*** Supplied text ***
Understanding Peripheral Arterial Disease
Peripheral arteries deliver oxygen-rich blood to the tissues outside the heart. As you age, your arteries become stiffer and thicker. In addition, risk factors such as smoking and high cholesterol can damage the artery lining. This allows a buildup of fat and other materials (plaque) to form within the artery walls. The buildup of plaque narrows the space inside the artery and sometimes blocks blood flow. Peripheral arterial disease (PAD) occurs when blood flow through the arteries is reduced because of plaque buildup. It often happens in the legs and feet, but can also occur elsewhere in the body. If this buildup occurs in the a large artery in the neck (carotid artery), it can be a major contributor to stroke.
A healthy artery
An artery is a muscular tube. It has a smooth lining and flexible walls that allow blood to pass freely. When active, muscles need more oxygen, requiring increased blood flow. Healthy arteries can adapt to meet this need.
A damaged artery
PAD begins when the lining of an artery is damaged. This is often because of a risk factor, such as smoking or diabetes. Plaque then starts to form within the artery wall. At this stage, blood flows normally, so you’re not likely to have symptoms.
*** End of Supplied text ***
*** Extracted records ***
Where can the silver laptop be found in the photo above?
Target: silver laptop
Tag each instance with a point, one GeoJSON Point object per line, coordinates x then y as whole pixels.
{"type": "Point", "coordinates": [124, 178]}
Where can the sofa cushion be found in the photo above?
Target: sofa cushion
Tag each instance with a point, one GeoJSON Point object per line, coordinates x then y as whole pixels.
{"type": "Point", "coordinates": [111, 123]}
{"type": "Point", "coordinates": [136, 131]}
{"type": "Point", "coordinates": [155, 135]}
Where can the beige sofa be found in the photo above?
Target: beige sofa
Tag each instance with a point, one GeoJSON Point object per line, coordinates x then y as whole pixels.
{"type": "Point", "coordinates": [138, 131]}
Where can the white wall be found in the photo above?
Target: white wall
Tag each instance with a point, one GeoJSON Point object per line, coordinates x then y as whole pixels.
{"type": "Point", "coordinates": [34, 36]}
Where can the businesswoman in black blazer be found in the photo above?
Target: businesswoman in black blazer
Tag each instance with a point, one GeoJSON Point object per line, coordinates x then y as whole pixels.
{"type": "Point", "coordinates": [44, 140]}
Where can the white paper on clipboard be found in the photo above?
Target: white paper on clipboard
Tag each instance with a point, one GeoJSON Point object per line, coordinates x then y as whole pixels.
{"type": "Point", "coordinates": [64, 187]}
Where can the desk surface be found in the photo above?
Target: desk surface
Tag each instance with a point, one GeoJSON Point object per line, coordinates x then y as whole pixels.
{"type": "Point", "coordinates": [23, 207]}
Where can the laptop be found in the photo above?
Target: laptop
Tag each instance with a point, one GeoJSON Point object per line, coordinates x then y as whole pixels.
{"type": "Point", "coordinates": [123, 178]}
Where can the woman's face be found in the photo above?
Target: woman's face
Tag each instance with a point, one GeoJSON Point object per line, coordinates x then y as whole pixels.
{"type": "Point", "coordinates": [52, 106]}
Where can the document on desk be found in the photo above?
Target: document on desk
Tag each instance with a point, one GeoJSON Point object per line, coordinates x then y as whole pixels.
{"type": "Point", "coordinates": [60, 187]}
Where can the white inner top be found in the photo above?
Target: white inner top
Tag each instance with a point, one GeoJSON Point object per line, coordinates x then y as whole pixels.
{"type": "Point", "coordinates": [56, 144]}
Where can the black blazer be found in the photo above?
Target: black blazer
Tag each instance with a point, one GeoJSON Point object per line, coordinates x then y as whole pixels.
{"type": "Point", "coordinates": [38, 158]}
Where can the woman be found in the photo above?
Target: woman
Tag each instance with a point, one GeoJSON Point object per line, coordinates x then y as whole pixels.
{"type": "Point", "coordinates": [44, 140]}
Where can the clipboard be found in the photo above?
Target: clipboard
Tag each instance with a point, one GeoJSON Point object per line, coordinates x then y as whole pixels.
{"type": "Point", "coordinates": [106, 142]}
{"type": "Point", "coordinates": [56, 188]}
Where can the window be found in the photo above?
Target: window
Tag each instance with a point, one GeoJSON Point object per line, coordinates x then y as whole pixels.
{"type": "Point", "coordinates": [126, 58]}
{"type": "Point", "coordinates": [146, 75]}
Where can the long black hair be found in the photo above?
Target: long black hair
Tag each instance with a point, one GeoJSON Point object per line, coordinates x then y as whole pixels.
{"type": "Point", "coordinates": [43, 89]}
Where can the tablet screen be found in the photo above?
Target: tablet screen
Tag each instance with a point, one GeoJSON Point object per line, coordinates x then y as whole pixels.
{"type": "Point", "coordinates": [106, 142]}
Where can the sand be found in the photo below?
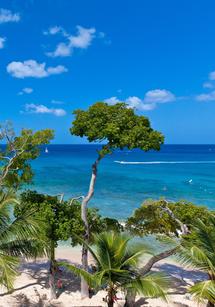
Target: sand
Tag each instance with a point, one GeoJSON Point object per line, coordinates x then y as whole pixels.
{"type": "Point", "coordinates": [32, 289]}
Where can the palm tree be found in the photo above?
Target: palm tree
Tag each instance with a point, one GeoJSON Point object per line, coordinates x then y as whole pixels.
{"type": "Point", "coordinates": [199, 252]}
{"type": "Point", "coordinates": [19, 237]}
{"type": "Point", "coordinates": [116, 262]}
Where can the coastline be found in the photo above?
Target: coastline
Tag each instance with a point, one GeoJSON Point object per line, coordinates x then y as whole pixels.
{"type": "Point", "coordinates": [31, 286]}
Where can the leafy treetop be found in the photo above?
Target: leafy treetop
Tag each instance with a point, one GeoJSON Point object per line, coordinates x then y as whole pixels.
{"type": "Point", "coordinates": [151, 218]}
{"type": "Point", "coordinates": [62, 218]}
{"type": "Point", "coordinates": [15, 157]}
{"type": "Point", "coordinates": [117, 125]}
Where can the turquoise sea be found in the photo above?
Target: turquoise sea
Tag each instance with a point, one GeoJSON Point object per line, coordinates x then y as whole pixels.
{"type": "Point", "coordinates": [126, 178]}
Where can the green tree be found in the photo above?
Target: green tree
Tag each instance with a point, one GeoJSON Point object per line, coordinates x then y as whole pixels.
{"type": "Point", "coordinates": [153, 218]}
{"type": "Point", "coordinates": [63, 221]}
{"type": "Point", "coordinates": [198, 251]}
{"type": "Point", "coordinates": [116, 263]}
{"type": "Point", "coordinates": [118, 127]}
{"type": "Point", "coordinates": [18, 152]}
{"type": "Point", "coordinates": [19, 237]}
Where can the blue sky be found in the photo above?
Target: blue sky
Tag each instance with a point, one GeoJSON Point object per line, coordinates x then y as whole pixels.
{"type": "Point", "coordinates": [158, 56]}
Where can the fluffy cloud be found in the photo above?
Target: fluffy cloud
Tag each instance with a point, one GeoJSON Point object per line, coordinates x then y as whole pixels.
{"type": "Point", "coordinates": [206, 97]}
{"type": "Point", "coordinates": [33, 69]}
{"type": "Point", "coordinates": [208, 85]}
{"type": "Point", "coordinates": [112, 100]}
{"type": "Point", "coordinates": [159, 96]}
{"type": "Point", "coordinates": [41, 109]}
{"type": "Point", "coordinates": [2, 42]}
{"type": "Point", "coordinates": [54, 30]}
{"type": "Point", "coordinates": [149, 102]}
{"type": "Point", "coordinates": [26, 90]}
{"type": "Point", "coordinates": [8, 16]}
{"type": "Point", "coordinates": [212, 75]}
{"type": "Point", "coordinates": [81, 40]}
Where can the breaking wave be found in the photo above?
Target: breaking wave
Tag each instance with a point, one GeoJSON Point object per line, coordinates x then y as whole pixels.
{"type": "Point", "coordinates": [165, 162]}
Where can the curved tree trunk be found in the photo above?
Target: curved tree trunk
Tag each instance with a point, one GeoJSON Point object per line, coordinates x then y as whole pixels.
{"type": "Point", "coordinates": [86, 199]}
{"type": "Point", "coordinates": [130, 298]}
{"type": "Point", "coordinates": [52, 272]}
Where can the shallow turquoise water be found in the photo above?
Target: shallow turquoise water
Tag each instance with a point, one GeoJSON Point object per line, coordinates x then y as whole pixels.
{"type": "Point", "coordinates": [176, 172]}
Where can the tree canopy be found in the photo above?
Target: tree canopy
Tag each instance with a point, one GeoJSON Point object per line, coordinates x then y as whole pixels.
{"type": "Point", "coordinates": [15, 156]}
{"type": "Point", "coordinates": [117, 125]}
{"type": "Point", "coordinates": [62, 218]}
{"type": "Point", "coordinates": [151, 217]}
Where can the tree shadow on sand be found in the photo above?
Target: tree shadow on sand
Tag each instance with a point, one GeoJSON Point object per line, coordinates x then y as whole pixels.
{"type": "Point", "coordinates": [39, 273]}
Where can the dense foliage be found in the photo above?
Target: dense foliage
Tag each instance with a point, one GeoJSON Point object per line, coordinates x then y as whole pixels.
{"type": "Point", "coordinates": [117, 125]}
{"type": "Point", "coordinates": [19, 151]}
{"type": "Point", "coordinates": [198, 252]}
{"type": "Point", "coordinates": [62, 218]}
{"type": "Point", "coordinates": [151, 218]}
{"type": "Point", "coordinates": [19, 237]}
{"type": "Point", "coordinates": [116, 267]}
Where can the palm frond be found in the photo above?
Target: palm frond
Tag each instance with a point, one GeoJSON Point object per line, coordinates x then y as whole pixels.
{"type": "Point", "coordinates": [8, 270]}
{"type": "Point", "coordinates": [195, 257]}
{"type": "Point", "coordinates": [203, 291]}
{"type": "Point", "coordinates": [90, 278]}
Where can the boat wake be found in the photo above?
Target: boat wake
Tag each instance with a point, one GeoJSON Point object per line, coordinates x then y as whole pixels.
{"type": "Point", "coordinates": [165, 162]}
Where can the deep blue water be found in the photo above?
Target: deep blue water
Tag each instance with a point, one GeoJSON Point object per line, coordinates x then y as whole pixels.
{"type": "Point", "coordinates": [175, 172]}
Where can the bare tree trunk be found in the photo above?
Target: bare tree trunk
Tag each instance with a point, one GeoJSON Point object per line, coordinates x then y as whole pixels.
{"type": "Point", "coordinates": [52, 273]}
{"type": "Point", "coordinates": [86, 199]}
{"type": "Point", "coordinates": [130, 298]}
{"type": "Point", "coordinates": [147, 267]}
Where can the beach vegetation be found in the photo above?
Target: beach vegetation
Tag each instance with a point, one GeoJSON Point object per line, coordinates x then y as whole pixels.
{"type": "Point", "coordinates": [17, 153]}
{"type": "Point", "coordinates": [153, 218]}
{"type": "Point", "coordinates": [116, 261]}
{"type": "Point", "coordinates": [62, 221]}
{"type": "Point", "coordinates": [198, 252]}
{"type": "Point", "coordinates": [20, 237]}
{"type": "Point", "coordinates": [115, 127]}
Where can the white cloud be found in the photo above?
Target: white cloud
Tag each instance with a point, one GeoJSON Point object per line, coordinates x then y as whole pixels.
{"type": "Point", "coordinates": [8, 16]}
{"type": "Point", "coordinates": [2, 42]}
{"type": "Point", "coordinates": [26, 90]}
{"type": "Point", "coordinates": [112, 100]}
{"type": "Point", "coordinates": [57, 102]}
{"type": "Point", "coordinates": [208, 85]}
{"type": "Point", "coordinates": [206, 97]}
{"type": "Point", "coordinates": [212, 75]}
{"type": "Point", "coordinates": [54, 30]}
{"type": "Point", "coordinates": [31, 68]}
{"type": "Point", "coordinates": [159, 96]}
{"type": "Point", "coordinates": [82, 40]}
{"type": "Point", "coordinates": [62, 50]}
{"type": "Point", "coordinates": [149, 102]}
{"type": "Point", "coordinates": [42, 109]}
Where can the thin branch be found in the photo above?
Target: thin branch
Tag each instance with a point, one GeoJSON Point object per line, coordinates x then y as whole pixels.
{"type": "Point", "coordinates": [147, 267]}
{"type": "Point", "coordinates": [76, 198]}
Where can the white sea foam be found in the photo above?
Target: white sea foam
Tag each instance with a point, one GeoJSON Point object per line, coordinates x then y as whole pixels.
{"type": "Point", "coordinates": [165, 162]}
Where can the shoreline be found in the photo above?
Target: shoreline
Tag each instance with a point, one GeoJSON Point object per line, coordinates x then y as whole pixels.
{"type": "Point", "coordinates": [32, 289]}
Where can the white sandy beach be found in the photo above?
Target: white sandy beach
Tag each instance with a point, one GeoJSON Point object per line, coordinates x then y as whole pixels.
{"type": "Point", "coordinates": [31, 286]}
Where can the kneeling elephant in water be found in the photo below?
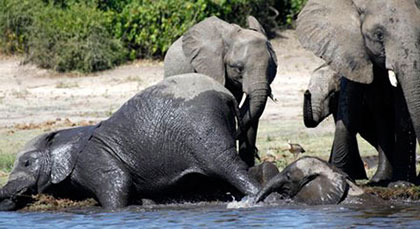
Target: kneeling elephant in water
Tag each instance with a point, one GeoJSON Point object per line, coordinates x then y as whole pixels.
{"type": "Point", "coordinates": [313, 181]}
{"type": "Point", "coordinates": [169, 141]}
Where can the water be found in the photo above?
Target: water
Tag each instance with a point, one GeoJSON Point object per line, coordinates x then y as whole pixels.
{"type": "Point", "coordinates": [218, 216]}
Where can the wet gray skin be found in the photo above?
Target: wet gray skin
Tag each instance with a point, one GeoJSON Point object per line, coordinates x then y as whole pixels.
{"type": "Point", "coordinates": [313, 181]}
{"type": "Point", "coordinates": [171, 142]}
{"type": "Point", "coordinates": [365, 109]}
{"type": "Point", "coordinates": [365, 41]}
{"type": "Point", "coordinates": [241, 59]}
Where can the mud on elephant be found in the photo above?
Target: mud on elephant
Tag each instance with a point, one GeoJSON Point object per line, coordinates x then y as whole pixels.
{"type": "Point", "coordinates": [169, 141]}
{"type": "Point", "coordinates": [376, 111]}
{"type": "Point", "coordinates": [312, 181]}
{"type": "Point", "coordinates": [363, 40]}
{"type": "Point", "coordinates": [242, 60]}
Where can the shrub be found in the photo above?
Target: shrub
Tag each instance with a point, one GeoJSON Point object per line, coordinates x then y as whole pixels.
{"type": "Point", "coordinates": [16, 17]}
{"type": "Point", "coordinates": [149, 27]}
{"type": "Point", "coordinates": [92, 35]}
{"type": "Point", "coordinates": [288, 10]}
{"type": "Point", "coordinates": [73, 38]}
*** End of Extracted records ***
▶ _Exercise tasks_:
(a) Which risk factors for artery damage does the text on peripheral arterial disease name?
(b) Could you go on with the text on peripheral arterial disease, starting after its final sentence?
The entries have no connection to the text on peripheral arterial disease.

▶ _Solved tasks_:
(a) Smoking, high cholesterol, diabetes

(b)
A narrowed artery
If plaque continues to build up, the space inside the artery narrows. The artery walls become less able to expand. The artery still provides enough blood and oxygen to your muscles during rest. But when you’re active, the increased demand for blood can’t be met. As a result, your leg may cramp or ache when you walk.
A blocked artery
An artery can become blocked by plaque or by a blood clot lodged in a narrowed section. When this happens, oxygen can’t reach the muscle below the blockage. Then you may feel pain when lying down (rest pain). This type of pain is especially common at night when you’re lying flat. In time, the affected tissue can die. This can lead to the loss of a toe or foot.